Write out the stretch of lines below that begins at the line with "of the white" and ends at the line with "the gray rock", including both, exactly as given and nothing more.
*** TASK DATA Section Begins ***
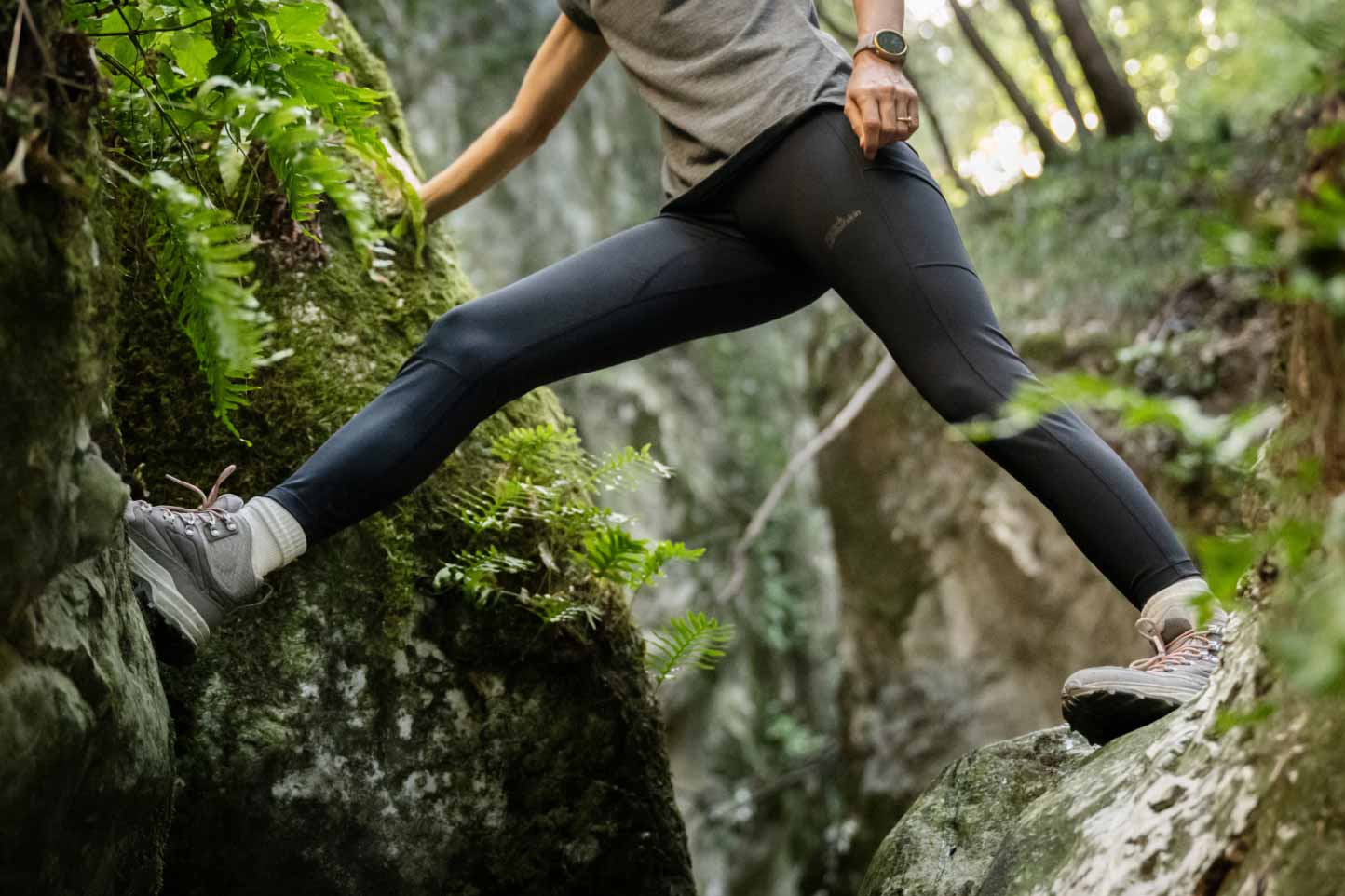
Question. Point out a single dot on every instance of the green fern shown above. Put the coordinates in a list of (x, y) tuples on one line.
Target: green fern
[(549, 479), (194, 89), (202, 259), (476, 572), (612, 553), (691, 641)]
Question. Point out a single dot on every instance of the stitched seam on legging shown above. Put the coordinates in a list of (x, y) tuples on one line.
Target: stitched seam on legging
[(947, 264), (638, 299), (933, 309), (474, 382), (440, 363)]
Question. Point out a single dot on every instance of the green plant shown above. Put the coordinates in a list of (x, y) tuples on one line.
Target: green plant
[(215, 106), (537, 537), (689, 641)]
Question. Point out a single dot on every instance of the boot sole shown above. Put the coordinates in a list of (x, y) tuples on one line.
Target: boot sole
[(1102, 716), (176, 630)]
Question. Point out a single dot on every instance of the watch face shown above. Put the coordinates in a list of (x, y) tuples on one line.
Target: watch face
[(890, 42)]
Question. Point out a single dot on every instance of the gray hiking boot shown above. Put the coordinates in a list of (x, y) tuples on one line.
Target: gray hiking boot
[(191, 566), (1105, 702)]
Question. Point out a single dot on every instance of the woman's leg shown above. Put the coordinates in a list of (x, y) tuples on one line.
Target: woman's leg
[(665, 281), (882, 235)]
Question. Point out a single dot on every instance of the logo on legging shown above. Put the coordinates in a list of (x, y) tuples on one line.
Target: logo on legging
[(838, 224)]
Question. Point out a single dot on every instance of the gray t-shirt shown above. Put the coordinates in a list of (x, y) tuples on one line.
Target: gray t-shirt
[(726, 77)]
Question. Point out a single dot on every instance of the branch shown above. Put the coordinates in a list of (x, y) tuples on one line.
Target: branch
[(136, 33), (796, 463), (182, 139)]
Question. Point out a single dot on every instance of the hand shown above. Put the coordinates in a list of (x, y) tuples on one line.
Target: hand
[(878, 93)]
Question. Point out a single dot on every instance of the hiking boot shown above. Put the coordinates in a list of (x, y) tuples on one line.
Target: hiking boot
[(191, 566), (1105, 702)]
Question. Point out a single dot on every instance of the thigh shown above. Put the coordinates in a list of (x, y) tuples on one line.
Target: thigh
[(882, 235), (667, 280)]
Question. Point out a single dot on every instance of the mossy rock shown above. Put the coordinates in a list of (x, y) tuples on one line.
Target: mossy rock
[(360, 732)]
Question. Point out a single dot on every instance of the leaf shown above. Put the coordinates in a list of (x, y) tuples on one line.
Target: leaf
[(193, 53)]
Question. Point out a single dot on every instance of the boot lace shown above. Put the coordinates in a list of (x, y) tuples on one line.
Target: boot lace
[(208, 510), (1185, 648)]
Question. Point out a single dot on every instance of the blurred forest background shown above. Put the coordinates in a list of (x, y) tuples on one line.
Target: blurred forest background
[(905, 600)]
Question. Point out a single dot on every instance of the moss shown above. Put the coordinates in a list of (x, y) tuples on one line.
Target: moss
[(360, 732)]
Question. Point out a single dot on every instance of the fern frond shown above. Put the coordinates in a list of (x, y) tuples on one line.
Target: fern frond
[(654, 560), (558, 608), (693, 641), (612, 553), (624, 468), (541, 453), (200, 259), (476, 574)]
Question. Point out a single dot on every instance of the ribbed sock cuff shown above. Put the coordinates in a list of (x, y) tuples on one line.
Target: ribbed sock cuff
[(278, 537)]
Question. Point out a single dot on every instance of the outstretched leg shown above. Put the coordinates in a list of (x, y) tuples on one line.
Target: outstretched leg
[(882, 235)]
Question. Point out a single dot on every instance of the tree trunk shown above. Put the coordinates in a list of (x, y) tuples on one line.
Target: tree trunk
[(941, 139), (1057, 72), (1217, 798), (1117, 102), (1051, 148)]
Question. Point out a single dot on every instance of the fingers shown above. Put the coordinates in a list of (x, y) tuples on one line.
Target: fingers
[(872, 135), (856, 117), (909, 106)]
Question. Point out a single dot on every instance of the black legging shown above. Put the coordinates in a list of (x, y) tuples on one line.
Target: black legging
[(810, 214)]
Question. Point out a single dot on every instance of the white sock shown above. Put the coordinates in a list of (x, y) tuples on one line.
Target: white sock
[(278, 537)]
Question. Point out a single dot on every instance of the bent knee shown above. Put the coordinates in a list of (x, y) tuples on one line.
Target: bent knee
[(466, 342), (962, 397)]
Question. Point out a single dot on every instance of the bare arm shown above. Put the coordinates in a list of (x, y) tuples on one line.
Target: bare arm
[(878, 91), (566, 58)]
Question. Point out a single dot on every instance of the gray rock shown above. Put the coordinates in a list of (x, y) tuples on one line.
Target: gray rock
[(950, 835)]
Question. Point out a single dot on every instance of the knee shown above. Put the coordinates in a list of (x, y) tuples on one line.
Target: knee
[(463, 341), (960, 397)]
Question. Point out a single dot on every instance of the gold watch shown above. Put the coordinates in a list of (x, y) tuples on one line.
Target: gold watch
[(888, 43)]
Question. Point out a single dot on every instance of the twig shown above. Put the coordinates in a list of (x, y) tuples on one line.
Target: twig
[(14, 50), (140, 31), (12, 174), (821, 441), (182, 139), (823, 757)]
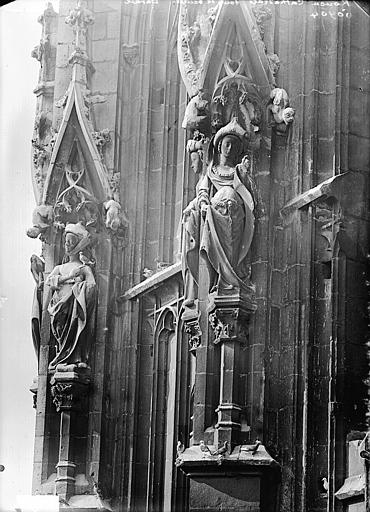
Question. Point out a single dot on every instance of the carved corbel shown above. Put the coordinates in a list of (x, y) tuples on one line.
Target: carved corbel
[(192, 329), (69, 387), (280, 114), (130, 53), (42, 220), (115, 217), (228, 324)]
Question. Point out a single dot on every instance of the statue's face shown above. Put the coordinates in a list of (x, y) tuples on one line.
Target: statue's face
[(230, 147), (70, 242)]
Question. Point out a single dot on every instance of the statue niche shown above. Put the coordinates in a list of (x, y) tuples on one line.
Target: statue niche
[(72, 305), (219, 222)]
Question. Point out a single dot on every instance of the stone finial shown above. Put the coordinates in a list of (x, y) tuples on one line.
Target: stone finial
[(79, 19)]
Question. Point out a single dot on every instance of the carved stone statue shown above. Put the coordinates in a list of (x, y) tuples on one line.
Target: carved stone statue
[(226, 201), (37, 271), (72, 305)]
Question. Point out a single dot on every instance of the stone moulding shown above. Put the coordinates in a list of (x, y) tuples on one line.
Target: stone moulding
[(328, 188), (193, 462)]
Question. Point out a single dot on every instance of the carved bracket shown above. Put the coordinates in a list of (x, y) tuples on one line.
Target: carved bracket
[(192, 329), (69, 389), (228, 324)]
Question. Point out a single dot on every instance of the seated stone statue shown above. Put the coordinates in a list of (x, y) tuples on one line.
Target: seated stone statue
[(72, 305), (226, 201)]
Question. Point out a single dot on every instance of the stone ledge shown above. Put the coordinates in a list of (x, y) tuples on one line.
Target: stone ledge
[(151, 283), (353, 486), (194, 462), (86, 503)]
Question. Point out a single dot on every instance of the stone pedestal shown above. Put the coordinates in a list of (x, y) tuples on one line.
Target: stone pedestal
[(245, 480), (229, 319), (68, 389)]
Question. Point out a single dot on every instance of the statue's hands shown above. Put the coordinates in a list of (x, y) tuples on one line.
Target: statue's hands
[(246, 163), (203, 205), (77, 273)]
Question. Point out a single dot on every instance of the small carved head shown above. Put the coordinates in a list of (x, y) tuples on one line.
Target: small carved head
[(230, 147), (33, 232), (288, 115)]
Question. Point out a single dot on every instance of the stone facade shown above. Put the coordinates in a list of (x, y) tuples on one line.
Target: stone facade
[(200, 309)]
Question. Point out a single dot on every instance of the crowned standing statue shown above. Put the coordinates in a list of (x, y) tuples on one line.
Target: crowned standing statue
[(226, 200), (72, 304)]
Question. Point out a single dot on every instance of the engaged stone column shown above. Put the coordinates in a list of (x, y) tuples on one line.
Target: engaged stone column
[(230, 323), (69, 388)]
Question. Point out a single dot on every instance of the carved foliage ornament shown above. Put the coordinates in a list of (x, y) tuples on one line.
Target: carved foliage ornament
[(194, 31), (68, 395), (192, 329), (228, 324)]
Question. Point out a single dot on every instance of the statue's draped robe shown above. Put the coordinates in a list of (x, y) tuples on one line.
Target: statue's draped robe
*** TASK DATA Section Ends ***
● RESULT OF THE TASK:
Question. Point out a single dot on every instance of the white sock shown above. Put the coordinates in a list of (x, y) tuples on one line.
Target: white sock
[(278, 537)]
Question. Point out a single dot on every instance of the bent knee shown above. Put the coordinates in a list of (x, y) tuples on one line.
Target: bent knee
[(466, 342), (962, 397)]
Question. Point out a single dot on every instance of the bare arm shown above. Put the coordinates in a list of (x, y) tuples on one line.
Target: bare arm
[(878, 91), (566, 58)]
Question. Point out a single dot on every instance of the gray rock shown above. Put the coordinates in a list of (x, y) tuples on one line.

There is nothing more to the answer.